_実施事項_. 以下に示す、謙遜と自分の売り込み方を論じた文章を、その最後の文の後から書き継いでください。

_提示本文_.

________

ローランド著『俺か、俺以外か。ローランドという生き方』より

謙遜は都合のいい自己防衛でしかない。自分を“一流”にするローランドの思考

ライフスタイル
18歳でホストデビューし、20歳にして店舗の代表取締役に就任。

2018年には月間6000万という歴代売上最高記録を樹立し、歌舞伎町の帝王とも呼ばれるローランドさん

彼の発する「ローランド名言」には、人を惹きつけるものがあります。
そんな彼の名言を集めた初の著書『俺か、俺以外か。ローランドという生き方』には、数々の名言とともに、その言葉の裏にある彼の美学が詰まっていました。

同書の中から、ホストとしてだけではなく、人として、仕事人としての哲学が詰まった2つの記事をお届けします。

ご堪能ください。

ホストはお中元じゃないんだぜ?

※やたらと謙遜するホストに向かって

「つまらないものですが!」

この言葉が幼少期からとても疑問だった。つまらないと知っていてなぜ、人に渡すのだろうか? って。

俺ならば「最高に素敵な逸品です!」と言って渡すのになぁと。

ホストは自分を売り込む仕事。

自分を売り込むときにはエゴイスティックに、世界で最高の俺だけど! って売り込みをするべきだし、そういう男のほうが全然魅力的だ。

つまらないものですと謙遜するのは、一見すると謙虚に映るのかもしれないが、突き詰めて考えると自分がダメだったときの予防線を張りたいだけであり、都合のいい自己防衛でしかない。

最高の男です、と猛烈に売り込んで、

あぁ、本当に最高の男だ

と思わせて、初めて一流じゃないのか。

最初から自分がダメだったときの保険を掛けているような男に、どこの女が魅力を感じるというのだ。

俺は席に着いたとき、自分が世界で、いや、もはや銀河で一番の男だと思い接客をしている。

________

_提供資料_.
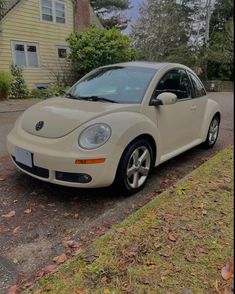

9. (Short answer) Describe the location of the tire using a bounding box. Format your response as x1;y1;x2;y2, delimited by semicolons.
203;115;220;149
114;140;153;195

________

_演習結果_.
オススメのキャストは? と聞かれれば、

ローランドです」の一択。

貴女を楽しませる自信があるとハッキリと言う。

ローランドを指名せずにホスト遊びをするなんて、スキンヘッドがヘアトリートメントしに来るぐらい馬鹿げていると本気で思っている。

世の男は俺様か、それ以外だ。と。

だから俺は売れているのだ。

これが、

あ…僕、ろーらんどって言うんですが…。つまらないホストなんですけど…、もし良かったら指名してみてください…。本当につまんないと思いますけど…

なんて言っていたらどうだろう?

そこに魅力を感じるだろうか。

俺は忙しいけれど、この1時間は君だけの1時間だよ。

そのほうが喜んでもらえると思う。

そしてその時間を一分一秒無駄にすることなく、有効に使おうと思うはずだ。

ホストに限らず、自分を売り込む仕事全般に言えるのは、傲慢なぐらいで丁度いい、ということ。

いつでもすぐに入れるレストランよりも、行列に並んでようやく入ったレストランで食事するほうが幸福度は高いだろう。

簡単に手に入るものよりも、手に入りにくいもののほうが価値がある。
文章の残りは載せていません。